| TASKS |
a - In the Raspberry Pi WiFi thread, what static IP address is defined for wlan0?
b - Copy the part of the Raspberry Pi WiFi thread that begins at the words "In terms of" and stops after "to all users.", renaming "nmtui" to "nm-connection-editor".

| DOCUMENT EXTRACT |
□ □ □
Raspberry Pi and Enabling WiFi

Hi,

Disclaimer: entirely new coreos user with a lot of reading to do :slight_smile:

I’m currently experimenting with coreos on the raspberry pi 4 and 400 but am struggling a little bit with the wifi side of things.

In terms of what I’ve done:

  1. disk provisioned with coreos-installer from a pi 3 and a basic ignition that added a user with ssh-key into the sudo group
  2. booted on ethernet and sudo rpm-ostree install NetworkManager-wifi NetworkManager-wwan wpa_supplicant wireless-regdb per layering-examples
  3. nmtui used to configure static IPv4 addresses for eth0 and wlan0, disable IPv6, and Automatically connect and Available to all users.

nmcli device shows both interfaces up and connected:

DEVICE         TYPE      STATE         CONNECTION 
eth0           ethernet  connected     eth0       
wlan0          wifi      connected     wlan0      
p2p-dev-wlan0  wifi-p2p  disconnected  --         
lo             loopback  unmanaged     --

I can see these connections on the router.

However if I systemctl reboot and remove the ethernet capble, or simply remove the ethernet cable without rebooting, I lose all connectivity and the device disappears from the router. If I then plug the ethernet capable back in it comes back online after a couple of minutes.

Can anyone suggest next steps to help me debug this?

Thanks!

Welcome Adam,

What IP address does the wifi connection have? Are you sure you’re connected to the machine over the wifi connection and not the ethernet connection when you do the “simply remove the ethernet cable without rebooting” test?

Thanks for the reply.

That’s an interesting thing actually.

I have the ip’s defined as

eth0 192.168.1.10
wlan0 192.168.2.20

When looking in the router with the ethernet plugged in though I only see 192.168.2.20 connected, so I think you’re right although this has me a bit more confused!
□ □ □
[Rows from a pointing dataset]
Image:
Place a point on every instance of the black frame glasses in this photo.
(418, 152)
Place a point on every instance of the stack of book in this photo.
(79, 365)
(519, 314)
□ □ □
| RESPONSES FOR EACH TASK |
a - 192.168.2.20

b -
In terms of what I’ve done:

  1. disk provisioned with coreos-installer from a pi 3 and a basic ignition that added a user with ssh-key into the sudo group
  2. booted on ethernet and sudo rpm-ostree install NetworkManager-wifi NetworkManager-wwan wpa_supplicant wireless-regdb per layering-examples
  3. nm-connection-editor used to configure static IPv4 addresses for eth0 and wlan0, disable IPv6, and Automatically connect and Available to all users.